### EXERCISE AIM
Answer each of the following from the excerpt below on LVDT sensors in gas turbines.
(a) Which linear position technology has the power generation industry standardized on for feedback devices?
(b) How small a movement can LVDT Linear Position Sensors measure?
(c) For a medium-sized plant, what could a 2% efficiency improvement translate into?

### EXCERPT
Though actuators move the valves, feedback devices translate valve position back to turbine control systems, indicating “if” and “how much” a valve is opened or closed. While other technologies have been considered as feedback devices, the power generation industry has standardized on LVDT linear position technology. As simple devices with only a few coils of wire and a ferrous core, these sensors can withstand high levels of shock and vibration, get extremely dirty and still operate. Lasers, on the other hand, become blind due to dirt and grime while capacitive and eddy current sensors don’t have the capability to measure long strokes. Similarly, potentiometers, magnetostrictive and string-pots have difficulty with the temperature, vibration and intrinsic safety requirements.
Designed to address such limitations, LVDT sensors offer the following attributes that make them suitable as measurement devices in gas turbines. Measurement Range LVDT Linear Position Sensors can measure movements as small as a few millionths of an inch, which is important to confirm the movement of some valves to very minute degrees. Though many valve users may only need to know if a valve is open or closed, some operators need to know the exact position in their application.
For instance, as bleed valves are modulating valves, they should be opened a specified amount, depending on how much power is being generated. By confirming valves are properly opened or closed to the right degree, plants operate more efficiently. For a medium-sized plant, a 2% efficiency improvement could translate into a million dollars in fuel savings. Most other technologies do not meet the accuracy performances of an LVDT. While lasers are more accurate, they may will fail under harsh environments.

[Lines of data]
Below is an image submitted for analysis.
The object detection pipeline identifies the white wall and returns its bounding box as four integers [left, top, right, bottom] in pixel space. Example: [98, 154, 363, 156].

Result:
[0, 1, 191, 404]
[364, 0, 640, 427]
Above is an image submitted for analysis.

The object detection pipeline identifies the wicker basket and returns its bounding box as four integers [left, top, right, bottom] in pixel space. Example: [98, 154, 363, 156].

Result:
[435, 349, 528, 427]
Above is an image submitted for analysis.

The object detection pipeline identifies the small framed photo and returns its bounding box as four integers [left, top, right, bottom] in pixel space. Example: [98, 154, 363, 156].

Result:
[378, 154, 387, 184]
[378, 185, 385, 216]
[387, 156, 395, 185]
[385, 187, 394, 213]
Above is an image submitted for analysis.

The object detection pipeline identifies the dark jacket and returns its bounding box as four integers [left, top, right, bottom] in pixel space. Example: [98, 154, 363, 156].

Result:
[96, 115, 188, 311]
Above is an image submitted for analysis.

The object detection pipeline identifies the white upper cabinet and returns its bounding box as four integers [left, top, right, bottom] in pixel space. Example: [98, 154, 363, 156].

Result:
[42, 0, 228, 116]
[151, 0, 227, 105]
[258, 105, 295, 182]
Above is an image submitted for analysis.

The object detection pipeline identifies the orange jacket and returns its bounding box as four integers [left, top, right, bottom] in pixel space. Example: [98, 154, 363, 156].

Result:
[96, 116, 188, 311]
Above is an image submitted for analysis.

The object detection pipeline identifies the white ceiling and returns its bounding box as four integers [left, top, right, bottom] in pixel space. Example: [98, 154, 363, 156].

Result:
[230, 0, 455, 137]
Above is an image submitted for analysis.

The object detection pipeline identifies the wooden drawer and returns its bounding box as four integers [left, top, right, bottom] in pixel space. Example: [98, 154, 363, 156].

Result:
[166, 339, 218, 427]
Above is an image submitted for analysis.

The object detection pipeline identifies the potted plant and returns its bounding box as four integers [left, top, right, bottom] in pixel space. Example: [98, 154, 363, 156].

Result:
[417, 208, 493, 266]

...

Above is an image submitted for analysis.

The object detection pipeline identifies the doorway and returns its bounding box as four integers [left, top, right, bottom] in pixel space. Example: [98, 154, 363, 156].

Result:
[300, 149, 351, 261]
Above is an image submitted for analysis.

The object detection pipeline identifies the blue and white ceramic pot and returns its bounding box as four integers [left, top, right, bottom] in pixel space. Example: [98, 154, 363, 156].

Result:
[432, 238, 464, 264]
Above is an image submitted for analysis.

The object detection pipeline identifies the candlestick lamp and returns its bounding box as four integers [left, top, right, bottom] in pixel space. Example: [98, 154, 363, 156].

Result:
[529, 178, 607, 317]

==

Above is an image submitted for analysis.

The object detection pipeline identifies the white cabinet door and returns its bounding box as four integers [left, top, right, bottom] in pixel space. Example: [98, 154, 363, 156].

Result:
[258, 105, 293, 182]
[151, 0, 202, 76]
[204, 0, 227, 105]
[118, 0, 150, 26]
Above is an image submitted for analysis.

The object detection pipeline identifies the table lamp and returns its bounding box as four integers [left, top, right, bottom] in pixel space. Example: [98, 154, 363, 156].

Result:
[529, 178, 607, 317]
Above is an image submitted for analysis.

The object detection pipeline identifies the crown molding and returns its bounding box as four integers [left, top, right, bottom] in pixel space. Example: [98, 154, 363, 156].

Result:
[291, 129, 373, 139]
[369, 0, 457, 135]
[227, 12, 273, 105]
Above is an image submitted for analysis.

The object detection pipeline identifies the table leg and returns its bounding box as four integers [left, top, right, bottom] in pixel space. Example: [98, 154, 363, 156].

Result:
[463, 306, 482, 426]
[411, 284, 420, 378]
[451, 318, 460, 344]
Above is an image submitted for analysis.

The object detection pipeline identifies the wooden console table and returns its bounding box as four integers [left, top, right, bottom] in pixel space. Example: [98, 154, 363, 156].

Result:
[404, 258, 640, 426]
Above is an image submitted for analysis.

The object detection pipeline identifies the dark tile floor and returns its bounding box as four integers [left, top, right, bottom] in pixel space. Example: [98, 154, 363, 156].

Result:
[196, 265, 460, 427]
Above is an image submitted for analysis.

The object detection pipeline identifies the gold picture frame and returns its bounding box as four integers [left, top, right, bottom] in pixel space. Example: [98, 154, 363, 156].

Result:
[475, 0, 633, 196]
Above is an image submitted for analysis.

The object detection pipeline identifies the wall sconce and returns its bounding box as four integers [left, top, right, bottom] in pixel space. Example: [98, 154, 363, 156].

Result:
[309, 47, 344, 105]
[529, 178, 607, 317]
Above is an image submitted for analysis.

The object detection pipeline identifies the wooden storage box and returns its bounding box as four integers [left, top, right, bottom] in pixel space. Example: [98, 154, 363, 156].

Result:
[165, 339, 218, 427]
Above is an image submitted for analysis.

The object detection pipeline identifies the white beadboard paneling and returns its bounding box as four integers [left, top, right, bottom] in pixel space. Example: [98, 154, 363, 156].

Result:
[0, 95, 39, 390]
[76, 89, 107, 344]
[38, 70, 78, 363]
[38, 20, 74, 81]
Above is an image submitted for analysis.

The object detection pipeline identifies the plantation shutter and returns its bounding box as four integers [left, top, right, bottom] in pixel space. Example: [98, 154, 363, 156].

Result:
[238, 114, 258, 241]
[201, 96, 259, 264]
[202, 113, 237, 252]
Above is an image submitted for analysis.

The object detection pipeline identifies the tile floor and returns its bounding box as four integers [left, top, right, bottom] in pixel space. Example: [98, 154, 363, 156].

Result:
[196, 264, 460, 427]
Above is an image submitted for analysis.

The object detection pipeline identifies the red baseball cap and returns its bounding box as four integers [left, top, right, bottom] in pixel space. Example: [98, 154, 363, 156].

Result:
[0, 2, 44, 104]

### FINISHED TASK
(a) LVDT linear position technology.
(b) Movements as small as a few millionths of an inch.
(c) A million dollars in fuel savings.